• WHAT THIS EXERCISE ASKS:
1: According to the misfire thread, what did the shop replace after finding the cylinder 2 and cylinder 3 misfire codes?
2: Copy the misfire thread word for word from "Car was running" to "should be looking?".

• PASSAGE TO READ:
┌──

Help us help you. By posting the year, make, model and engine near the beginning of your help request, followed by the symptoms (no start, high idle, misfire etc.) Along with any prevalent Diagnostic Trouble Codes, aka DTCs, other forum members will be able to help you get to a solution more quickly and easily!
Car was running great all day until I pulled up to a stop light and it started running rough with the check engine light flashing. After a short time 10 or so seconds it started running normal again and drove home with no issues. In the morning I drove to a shop with no issues. There was a code for cylinder 2 and cylinder 3 misfire as well as a map sensor out of race code. The shop replaced the coils and plugs. Car ran fine during test drive and during my drive home. Pulled into my driveway and car started misfiring again. I pulled codes and again cylinder 2 and 3 plus random cylinder and map sensor out of range code. I turned off the car and started it again and it ran fine. Hooked up the scanner and looked at fuel trims bank 2 trims were -8 and bank 1 were +8 at idle and zero when cruising. Issue is only at idle and intermittent. Any ideas where I should be looking?
Its really strange the shop would replace cylinder 2 and cylinder 3 ignition coils and plugs without properly identifying the problem.
From what I know about your car cylinder 2 and cylinder 3 are neighbors on the block but not in the firing order so I think only one is misfiring and the other ghosting relative to the location of the knock sensor(s). The misfire counters should have one at a much high count than the other.

└──

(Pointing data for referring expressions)

┌──

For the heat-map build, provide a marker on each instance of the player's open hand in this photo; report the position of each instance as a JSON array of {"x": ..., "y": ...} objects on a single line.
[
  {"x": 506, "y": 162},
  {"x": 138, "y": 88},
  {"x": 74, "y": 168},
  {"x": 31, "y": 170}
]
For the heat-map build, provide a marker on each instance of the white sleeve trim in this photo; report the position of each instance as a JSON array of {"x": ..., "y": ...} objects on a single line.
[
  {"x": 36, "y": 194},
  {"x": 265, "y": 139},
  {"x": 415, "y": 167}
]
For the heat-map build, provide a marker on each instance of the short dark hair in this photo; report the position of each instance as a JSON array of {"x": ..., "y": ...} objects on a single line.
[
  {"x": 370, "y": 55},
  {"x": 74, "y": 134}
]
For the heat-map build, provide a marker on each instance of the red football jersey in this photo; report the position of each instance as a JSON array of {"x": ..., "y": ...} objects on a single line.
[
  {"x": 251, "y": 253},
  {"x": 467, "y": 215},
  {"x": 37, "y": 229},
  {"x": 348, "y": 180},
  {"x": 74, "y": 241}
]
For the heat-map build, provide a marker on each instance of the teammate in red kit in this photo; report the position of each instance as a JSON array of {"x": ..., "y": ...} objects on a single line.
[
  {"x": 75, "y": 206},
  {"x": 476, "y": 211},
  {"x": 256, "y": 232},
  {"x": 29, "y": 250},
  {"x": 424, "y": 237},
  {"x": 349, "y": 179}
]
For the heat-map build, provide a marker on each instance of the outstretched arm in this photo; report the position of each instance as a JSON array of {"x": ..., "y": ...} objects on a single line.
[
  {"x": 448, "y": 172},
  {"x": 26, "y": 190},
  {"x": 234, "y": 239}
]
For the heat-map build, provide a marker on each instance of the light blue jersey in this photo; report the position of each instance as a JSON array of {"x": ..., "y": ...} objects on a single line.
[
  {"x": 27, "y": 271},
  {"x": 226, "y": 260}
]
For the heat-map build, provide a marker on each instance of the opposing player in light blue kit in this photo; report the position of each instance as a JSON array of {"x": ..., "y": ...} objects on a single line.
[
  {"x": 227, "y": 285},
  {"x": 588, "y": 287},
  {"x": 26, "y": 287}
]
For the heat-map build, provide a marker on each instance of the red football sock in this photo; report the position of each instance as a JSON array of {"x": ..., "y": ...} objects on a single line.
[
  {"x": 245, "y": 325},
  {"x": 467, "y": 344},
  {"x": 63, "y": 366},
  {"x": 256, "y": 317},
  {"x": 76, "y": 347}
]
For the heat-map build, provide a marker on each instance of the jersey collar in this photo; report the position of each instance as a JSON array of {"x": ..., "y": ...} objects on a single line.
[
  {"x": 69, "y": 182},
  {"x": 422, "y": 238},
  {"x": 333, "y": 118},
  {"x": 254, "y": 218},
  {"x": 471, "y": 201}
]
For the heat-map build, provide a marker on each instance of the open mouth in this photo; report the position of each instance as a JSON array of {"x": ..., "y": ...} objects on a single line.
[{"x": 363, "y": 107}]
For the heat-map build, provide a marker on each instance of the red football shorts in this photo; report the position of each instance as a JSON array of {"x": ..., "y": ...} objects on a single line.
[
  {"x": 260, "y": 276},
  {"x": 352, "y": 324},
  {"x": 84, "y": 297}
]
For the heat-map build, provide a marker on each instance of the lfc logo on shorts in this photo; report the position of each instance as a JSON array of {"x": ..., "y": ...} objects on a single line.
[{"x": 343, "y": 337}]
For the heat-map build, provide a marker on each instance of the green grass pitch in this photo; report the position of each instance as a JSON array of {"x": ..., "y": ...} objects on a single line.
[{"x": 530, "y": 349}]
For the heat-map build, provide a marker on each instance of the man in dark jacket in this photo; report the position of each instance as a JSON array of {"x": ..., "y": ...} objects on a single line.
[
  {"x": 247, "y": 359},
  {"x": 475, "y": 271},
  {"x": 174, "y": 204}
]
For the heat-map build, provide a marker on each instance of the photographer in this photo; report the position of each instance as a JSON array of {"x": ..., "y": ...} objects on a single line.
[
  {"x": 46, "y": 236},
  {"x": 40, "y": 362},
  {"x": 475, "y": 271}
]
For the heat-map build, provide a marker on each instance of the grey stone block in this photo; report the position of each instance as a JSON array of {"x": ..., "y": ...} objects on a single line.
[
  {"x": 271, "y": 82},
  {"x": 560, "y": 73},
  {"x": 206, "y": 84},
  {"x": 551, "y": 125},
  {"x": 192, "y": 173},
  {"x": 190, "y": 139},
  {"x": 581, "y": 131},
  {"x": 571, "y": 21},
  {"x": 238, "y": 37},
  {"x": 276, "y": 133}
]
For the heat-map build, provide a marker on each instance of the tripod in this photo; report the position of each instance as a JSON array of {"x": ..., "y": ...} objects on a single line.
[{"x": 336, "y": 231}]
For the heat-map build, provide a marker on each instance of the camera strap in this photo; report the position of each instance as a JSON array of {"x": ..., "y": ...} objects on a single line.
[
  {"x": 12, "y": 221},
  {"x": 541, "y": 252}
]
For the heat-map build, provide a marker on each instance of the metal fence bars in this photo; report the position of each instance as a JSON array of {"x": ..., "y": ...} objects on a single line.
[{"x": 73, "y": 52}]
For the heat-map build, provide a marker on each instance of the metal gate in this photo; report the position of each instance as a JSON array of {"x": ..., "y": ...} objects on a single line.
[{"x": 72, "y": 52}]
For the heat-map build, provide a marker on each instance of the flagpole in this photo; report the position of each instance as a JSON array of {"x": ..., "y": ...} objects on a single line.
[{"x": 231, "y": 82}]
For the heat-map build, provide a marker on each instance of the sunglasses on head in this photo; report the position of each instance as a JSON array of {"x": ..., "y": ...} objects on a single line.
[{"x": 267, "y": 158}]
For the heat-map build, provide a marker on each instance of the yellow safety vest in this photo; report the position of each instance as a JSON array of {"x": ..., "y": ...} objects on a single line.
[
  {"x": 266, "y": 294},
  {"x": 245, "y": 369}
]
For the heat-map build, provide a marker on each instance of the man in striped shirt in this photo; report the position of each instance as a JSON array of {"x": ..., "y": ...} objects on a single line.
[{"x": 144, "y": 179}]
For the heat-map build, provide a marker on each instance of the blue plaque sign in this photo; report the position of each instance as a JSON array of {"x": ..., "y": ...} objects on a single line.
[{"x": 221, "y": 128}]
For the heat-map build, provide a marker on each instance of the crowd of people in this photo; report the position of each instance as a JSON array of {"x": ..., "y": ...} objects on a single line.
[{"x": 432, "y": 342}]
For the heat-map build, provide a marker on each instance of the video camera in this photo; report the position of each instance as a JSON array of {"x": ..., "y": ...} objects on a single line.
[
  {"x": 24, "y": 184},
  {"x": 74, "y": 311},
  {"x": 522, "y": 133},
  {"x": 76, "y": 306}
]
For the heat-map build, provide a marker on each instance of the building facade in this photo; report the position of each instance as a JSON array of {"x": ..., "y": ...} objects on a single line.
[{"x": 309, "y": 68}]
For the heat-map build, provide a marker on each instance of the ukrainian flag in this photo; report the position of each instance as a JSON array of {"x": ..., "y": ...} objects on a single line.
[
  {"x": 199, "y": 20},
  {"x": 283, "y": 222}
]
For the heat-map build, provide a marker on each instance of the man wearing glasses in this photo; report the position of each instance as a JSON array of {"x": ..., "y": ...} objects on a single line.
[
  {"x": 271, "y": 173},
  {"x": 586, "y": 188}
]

└──

• RESPONSES IN ORDER:
1: The coils and plugs.

2:
Car was running great all day until I pulled up to a stop light and it started running rough with the check engine light flashing. After a short time 10 or so seconds it started running normal again and drove home with no issues. In the morning I drove to a shop with no issues. There was a code for cylinder 2 and cylinder 3 misfire as well as a map sensor out of race code. The shop replaced the coils and plugs. Car ran fine during test drive and during my drive home. Pulled into my driveway and car started misfiring again. I pulled codes and again cylinder 2 and 3 plus random cylinder and map sensor out of range code. I turned off the car and started it again and it ran fine. Hooked up the scanner and looked at fuel trims bank 2 trims were -8 and bank 1 were +8 at idle and zero when cruising. Issue is only at idle and intermittent. Any ideas where I should be looking?